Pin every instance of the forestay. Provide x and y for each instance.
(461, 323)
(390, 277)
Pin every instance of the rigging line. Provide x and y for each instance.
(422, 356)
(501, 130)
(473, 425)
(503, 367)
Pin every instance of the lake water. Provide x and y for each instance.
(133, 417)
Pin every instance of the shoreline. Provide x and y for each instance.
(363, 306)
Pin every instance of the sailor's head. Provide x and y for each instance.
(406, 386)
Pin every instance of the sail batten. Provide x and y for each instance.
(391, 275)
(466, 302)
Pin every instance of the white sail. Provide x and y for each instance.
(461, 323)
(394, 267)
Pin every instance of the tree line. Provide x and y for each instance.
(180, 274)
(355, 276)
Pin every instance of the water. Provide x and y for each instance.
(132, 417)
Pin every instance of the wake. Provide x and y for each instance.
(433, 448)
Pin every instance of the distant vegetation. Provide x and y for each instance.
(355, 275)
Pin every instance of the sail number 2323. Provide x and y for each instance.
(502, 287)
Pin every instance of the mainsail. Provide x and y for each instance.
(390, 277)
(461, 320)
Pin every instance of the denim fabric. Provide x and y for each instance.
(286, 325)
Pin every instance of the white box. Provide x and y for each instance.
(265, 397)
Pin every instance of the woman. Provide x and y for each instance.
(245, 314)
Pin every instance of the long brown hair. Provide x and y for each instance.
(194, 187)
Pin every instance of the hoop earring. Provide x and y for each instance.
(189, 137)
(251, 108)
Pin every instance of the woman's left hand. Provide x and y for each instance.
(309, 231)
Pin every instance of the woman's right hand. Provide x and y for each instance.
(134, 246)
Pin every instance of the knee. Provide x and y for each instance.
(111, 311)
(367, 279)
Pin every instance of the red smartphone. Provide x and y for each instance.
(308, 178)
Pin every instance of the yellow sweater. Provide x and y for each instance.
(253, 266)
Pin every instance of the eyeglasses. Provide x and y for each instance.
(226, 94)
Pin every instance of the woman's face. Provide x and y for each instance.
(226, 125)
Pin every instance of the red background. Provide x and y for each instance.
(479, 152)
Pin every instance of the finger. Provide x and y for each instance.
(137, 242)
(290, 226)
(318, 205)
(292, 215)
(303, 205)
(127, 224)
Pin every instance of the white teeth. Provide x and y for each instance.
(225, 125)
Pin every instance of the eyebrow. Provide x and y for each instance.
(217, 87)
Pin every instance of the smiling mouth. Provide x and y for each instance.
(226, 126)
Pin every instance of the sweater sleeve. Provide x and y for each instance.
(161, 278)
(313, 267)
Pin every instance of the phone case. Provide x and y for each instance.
★ ★ ★ ★ ★
* [Direction]
Reproduce verbatim everything from the line containing "Pin every instance of the denim" down through the final line of the data, including both ends.

* [Result of the task]
Pin every instance of the denim fabric. Provide x and y for each instance.
(286, 325)
Pin every instance of the white box. Provide x and y for each instance.
(265, 397)
Pin every instance of the woman. Provide x and y for each instance.
(245, 314)
Pin every instance of the long brown hair. Provide x and y for each instance.
(194, 187)
Pin every instance of the hoop earring. Provide x and y for each instance.
(189, 137)
(251, 108)
Pin every instance of the woman's left hand. Provide x and y for each instance.
(309, 231)
Pin every instance of the woman's right hand. Provide x and y for each instance.
(134, 246)
Pin every instance of the knee. Provide x and y for each instance.
(111, 311)
(367, 279)
Pin every instance of the red smartphone. Provide x and y for each instance.
(308, 178)
Pin every instance of the yellow sweater. Provide x and y for each instance.
(253, 266)
Pin every instance of the eyeglasses. Provide x and y for each instance.
(226, 94)
Pin every instance of the woman's face. Provide x and y for each instance.
(226, 125)
Pin every instance of the red background. Provide x and y for each instance.
(479, 152)
Pin every instance of the finger. Provide x and y for each instance.
(137, 242)
(290, 226)
(318, 205)
(292, 215)
(303, 205)
(127, 224)
Pin every instance of the white teeth. Provide x and y for each instance.
(225, 125)
Pin every instance of the eyebrow. Provide x and y for each instance.
(217, 87)
Pin every instance of the smiling mouth. Provide x and y for each instance.
(226, 126)
Pin every instance of the sweater sleeve. Provide x and y for each instance.
(161, 278)
(313, 267)
Pin every instance of the phone case. Provide x and y for each instance.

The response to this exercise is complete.